GIVEN RECORDS:
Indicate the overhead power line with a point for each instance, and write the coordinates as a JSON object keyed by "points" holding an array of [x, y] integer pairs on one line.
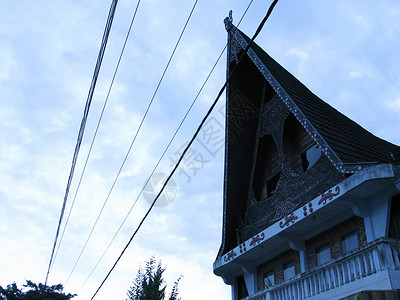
{"points": [[165, 151], [190, 143], [97, 127], [135, 136], [83, 123]]}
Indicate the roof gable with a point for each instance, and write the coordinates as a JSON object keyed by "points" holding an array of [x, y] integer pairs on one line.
{"points": [[349, 146]]}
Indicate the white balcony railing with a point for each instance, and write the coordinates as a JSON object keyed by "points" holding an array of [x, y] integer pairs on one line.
{"points": [[375, 257]]}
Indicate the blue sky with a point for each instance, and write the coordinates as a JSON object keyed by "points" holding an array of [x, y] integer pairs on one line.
{"points": [[346, 52]]}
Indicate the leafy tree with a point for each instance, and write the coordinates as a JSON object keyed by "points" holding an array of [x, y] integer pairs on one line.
{"points": [[34, 292], [149, 284]]}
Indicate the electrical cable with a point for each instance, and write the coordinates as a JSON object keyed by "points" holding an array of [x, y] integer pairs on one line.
{"points": [[97, 127], [83, 122], [165, 151], [190, 143], [134, 139]]}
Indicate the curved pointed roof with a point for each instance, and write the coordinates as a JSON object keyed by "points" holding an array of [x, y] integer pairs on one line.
{"points": [[351, 143]]}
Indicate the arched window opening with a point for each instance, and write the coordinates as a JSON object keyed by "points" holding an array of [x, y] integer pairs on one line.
{"points": [[301, 152], [267, 170]]}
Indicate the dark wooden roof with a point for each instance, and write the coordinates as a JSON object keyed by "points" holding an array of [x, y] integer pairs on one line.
{"points": [[350, 142]]}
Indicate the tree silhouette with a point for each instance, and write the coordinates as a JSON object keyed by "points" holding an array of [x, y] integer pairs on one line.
{"points": [[34, 292], [149, 284]]}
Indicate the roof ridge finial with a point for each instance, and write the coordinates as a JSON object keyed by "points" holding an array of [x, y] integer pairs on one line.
{"points": [[228, 21]]}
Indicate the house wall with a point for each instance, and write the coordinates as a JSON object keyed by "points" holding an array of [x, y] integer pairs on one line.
{"points": [[333, 237], [276, 265]]}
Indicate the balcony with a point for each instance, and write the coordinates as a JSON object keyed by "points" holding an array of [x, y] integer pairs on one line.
{"points": [[374, 267]]}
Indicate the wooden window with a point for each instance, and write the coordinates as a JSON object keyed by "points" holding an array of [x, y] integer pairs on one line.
{"points": [[242, 289], [323, 254], [310, 157], [289, 271], [269, 279], [394, 225], [349, 242]]}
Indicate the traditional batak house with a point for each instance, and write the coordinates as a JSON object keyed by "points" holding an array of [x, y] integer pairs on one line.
{"points": [[311, 199]]}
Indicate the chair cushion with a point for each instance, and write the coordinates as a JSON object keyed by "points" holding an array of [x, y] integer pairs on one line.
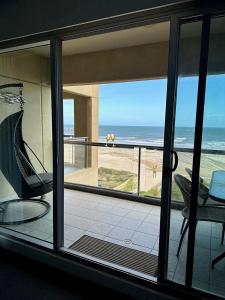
{"points": [[33, 181]]}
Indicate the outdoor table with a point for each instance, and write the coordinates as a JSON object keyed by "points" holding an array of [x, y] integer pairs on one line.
{"points": [[217, 193]]}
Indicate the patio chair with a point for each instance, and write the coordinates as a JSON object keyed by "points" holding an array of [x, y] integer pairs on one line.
{"points": [[203, 190], [18, 170], [204, 212]]}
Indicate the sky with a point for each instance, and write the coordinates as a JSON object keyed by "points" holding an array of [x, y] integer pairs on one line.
{"points": [[142, 103]]}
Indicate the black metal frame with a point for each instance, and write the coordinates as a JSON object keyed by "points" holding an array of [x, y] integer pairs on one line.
{"points": [[168, 147], [197, 146], [177, 11], [58, 146]]}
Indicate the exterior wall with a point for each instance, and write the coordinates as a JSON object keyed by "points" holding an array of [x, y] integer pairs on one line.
{"points": [[33, 72], [86, 125]]}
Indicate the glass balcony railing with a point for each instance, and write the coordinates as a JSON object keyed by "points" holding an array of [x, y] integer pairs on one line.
{"points": [[133, 169]]}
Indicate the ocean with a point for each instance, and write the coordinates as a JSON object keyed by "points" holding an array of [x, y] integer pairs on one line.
{"points": [[213, 138]]}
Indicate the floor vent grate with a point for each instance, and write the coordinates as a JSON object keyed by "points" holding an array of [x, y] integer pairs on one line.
{"points": [[143, 262]]}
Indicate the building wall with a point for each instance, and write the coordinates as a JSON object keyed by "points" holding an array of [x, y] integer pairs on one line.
{"points": [[86, 125], [32, 70]]}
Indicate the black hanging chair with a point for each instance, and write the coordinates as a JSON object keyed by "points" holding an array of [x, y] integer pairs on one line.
{"points": [[18, 170]]}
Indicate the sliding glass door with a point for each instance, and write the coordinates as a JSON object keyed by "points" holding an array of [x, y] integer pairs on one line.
{"points": [[193, 158]]}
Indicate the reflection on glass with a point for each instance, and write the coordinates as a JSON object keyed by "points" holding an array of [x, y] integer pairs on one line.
{"points": [[26, 143], [187, 87]]}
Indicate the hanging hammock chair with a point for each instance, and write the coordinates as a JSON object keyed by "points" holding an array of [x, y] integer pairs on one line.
{"points": [[17, 167]]}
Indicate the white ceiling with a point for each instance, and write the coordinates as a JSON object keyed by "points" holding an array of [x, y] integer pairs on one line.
{"points": [[147, 34]]}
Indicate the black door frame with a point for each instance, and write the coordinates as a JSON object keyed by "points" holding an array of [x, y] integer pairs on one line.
{"points": [[135, 19]]}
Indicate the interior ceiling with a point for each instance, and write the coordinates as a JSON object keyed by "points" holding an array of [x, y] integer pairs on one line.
{"points": [[148, 34], [153, 33]]}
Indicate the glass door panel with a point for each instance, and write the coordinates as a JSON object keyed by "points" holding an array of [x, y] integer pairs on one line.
{"points": [[26, 179], [209, 233], [186, 99]]}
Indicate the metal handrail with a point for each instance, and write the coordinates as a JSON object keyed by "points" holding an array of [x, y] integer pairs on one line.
{"points": [[147, 147], [139, 147]]}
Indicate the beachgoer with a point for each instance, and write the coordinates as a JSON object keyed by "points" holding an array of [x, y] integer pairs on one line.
{"points": [[154, 170]]}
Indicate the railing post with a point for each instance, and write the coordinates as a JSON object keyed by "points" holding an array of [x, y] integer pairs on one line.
{"points": [[139, 170]]}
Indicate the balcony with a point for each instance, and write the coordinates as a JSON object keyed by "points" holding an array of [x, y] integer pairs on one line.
{"points": [[134, 225]]}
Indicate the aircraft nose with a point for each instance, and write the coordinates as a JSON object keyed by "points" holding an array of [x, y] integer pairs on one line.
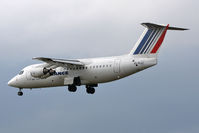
{"points": [[12, 82]]}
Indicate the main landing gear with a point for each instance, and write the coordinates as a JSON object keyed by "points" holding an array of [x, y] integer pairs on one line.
{"points": [[72, 88], [20, 93], [89, 88]]}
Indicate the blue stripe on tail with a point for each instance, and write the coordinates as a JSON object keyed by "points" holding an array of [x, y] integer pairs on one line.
{"points": [[154, 31], [143, 41]]}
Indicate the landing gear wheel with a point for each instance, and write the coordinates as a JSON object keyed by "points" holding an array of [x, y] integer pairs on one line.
{"points": [[72, 88], [20, 93], [90, 90]]}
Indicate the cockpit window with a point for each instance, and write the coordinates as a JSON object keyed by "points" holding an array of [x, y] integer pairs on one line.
{"points": [[21, 72]]}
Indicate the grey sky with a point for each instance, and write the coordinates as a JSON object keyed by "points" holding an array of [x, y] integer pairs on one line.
{"points": [[160, 99]]}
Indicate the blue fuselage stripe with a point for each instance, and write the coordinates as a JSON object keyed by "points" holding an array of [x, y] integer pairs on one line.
{"points": [[143, 41]]}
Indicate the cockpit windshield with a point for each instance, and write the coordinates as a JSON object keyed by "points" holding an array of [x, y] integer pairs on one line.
{"points": [[21, 72]]}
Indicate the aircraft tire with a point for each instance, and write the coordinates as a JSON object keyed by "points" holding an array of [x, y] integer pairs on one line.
{"points": [[20, 93], [90, 90], [72, 88]]}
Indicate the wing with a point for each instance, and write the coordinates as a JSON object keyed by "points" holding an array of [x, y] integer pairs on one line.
{"points": [[59, 62]]}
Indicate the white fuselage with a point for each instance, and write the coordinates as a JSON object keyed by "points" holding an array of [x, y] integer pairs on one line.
{"points": [[96, 70]]}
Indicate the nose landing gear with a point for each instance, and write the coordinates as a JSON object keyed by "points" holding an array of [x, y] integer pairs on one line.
{"points": [[20, 93]]}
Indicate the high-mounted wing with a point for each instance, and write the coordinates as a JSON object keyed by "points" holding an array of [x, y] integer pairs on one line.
{"points": [[59, 62]]}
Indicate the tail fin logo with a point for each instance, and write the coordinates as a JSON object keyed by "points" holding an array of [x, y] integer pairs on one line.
{"points": [[152, 40]]}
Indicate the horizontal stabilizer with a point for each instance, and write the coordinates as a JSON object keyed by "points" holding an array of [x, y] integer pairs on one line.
{"points": [[152, 38], [152, 26]]}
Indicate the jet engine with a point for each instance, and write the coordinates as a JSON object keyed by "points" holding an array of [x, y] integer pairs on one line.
{"points": [[42, 72]]}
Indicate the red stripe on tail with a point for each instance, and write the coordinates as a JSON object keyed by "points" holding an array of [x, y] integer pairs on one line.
{"points": [[159, 42]]}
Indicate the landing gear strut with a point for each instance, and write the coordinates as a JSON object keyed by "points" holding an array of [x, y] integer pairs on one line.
{"points": [[20, 93], [90, 89], [72, 88]]}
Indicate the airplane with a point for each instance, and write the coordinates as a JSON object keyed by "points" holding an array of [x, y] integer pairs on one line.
{"points": [[93, 71]]}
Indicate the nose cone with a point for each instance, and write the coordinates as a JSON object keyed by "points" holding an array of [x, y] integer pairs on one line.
{"points": [[12, 82]]}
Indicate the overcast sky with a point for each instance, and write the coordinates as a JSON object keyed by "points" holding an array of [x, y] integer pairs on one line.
{"points": [[164, 98]]}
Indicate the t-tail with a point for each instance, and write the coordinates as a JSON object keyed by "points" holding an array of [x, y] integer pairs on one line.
{"points": [[150, 41]]}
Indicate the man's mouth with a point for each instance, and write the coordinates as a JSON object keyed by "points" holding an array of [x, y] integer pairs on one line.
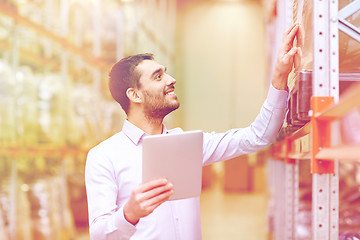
{"points": [[170, 92]]}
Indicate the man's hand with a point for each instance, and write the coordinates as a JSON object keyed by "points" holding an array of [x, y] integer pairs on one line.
{"points": [[289, 56], [145, 198]]}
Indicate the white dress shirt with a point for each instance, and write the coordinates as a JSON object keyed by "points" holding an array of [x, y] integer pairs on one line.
{"points": [[113, 169]]}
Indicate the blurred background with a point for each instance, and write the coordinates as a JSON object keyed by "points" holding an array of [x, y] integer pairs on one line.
{"points": [[55, 56]]}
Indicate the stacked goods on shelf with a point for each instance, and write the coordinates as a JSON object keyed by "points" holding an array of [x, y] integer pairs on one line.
{"points": [[349, 48]]}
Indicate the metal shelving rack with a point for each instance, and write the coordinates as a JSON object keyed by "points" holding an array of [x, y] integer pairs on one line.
{"points": [[90, 57], [319, 140]]}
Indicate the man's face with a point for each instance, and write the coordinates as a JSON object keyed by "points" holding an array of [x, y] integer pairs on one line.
{"points": [[157, 89]]}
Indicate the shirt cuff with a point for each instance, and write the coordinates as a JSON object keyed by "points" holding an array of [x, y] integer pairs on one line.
{"points": [[277, 98], [123, 225]]}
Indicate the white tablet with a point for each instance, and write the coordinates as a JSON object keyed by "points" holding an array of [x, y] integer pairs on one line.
{"points": [[178, 158]]}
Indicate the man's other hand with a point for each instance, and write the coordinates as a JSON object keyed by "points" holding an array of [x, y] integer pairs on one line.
{"points": [[289, 56], [146, 197]]}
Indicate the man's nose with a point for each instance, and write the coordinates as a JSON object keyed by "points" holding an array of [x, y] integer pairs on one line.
{"points": [[170, 80]]}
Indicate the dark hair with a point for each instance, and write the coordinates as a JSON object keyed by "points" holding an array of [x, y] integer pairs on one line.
{"points": [[123, 76]]}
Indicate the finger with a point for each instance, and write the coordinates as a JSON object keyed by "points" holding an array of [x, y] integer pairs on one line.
{"points": [[289, 55], [301, 36], [289, 39], [160, 198], [297, 59], [290, 29], [157, 191], [152, 184]]}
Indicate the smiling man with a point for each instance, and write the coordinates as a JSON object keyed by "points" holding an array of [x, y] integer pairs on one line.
{"points": [[120, 206]]}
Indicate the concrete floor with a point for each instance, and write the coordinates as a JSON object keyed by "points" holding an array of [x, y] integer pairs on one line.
{"points": [[233, 216]]}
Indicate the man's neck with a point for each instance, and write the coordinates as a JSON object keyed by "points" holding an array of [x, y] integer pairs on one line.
{"points": [[149, 125]]}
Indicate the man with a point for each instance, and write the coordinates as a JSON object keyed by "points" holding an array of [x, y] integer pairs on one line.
{"points": [[120, 206]]}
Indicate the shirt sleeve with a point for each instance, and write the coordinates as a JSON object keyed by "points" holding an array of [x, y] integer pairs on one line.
{"points": [[106, 219], [261, 133]]}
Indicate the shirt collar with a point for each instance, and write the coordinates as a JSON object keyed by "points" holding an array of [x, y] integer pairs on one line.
{"points": [[134, 133]]}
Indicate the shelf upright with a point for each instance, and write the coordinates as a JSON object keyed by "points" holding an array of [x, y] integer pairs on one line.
{"points": [[291, 166], [325, 190]]}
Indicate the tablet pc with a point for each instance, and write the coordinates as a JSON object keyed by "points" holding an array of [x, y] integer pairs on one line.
{"points": [[178, 158]]}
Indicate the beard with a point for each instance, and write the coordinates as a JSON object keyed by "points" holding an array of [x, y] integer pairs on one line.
{"points": [[158, 106]]}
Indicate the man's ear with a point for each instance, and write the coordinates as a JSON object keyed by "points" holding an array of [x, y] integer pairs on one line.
{"points": [[133, 95]]}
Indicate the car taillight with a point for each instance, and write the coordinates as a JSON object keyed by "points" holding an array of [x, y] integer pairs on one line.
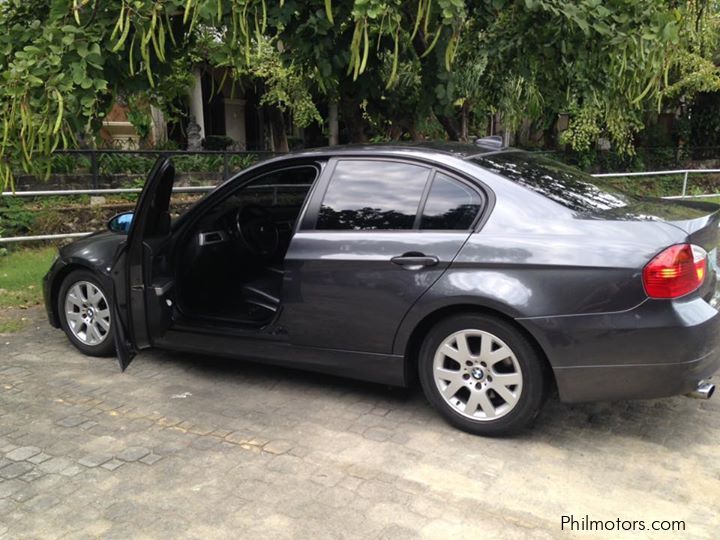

WHAT YOU NEED TO DO: Please report each line in the data above that contains the word "dress", copying every such line in full.

FINISHED ANSWER:
Indicate the white dress shirt with a point for each instance, and write the coordinates as a JSON object keyed by "points" holding an array of [x, y] integer pairs on one line.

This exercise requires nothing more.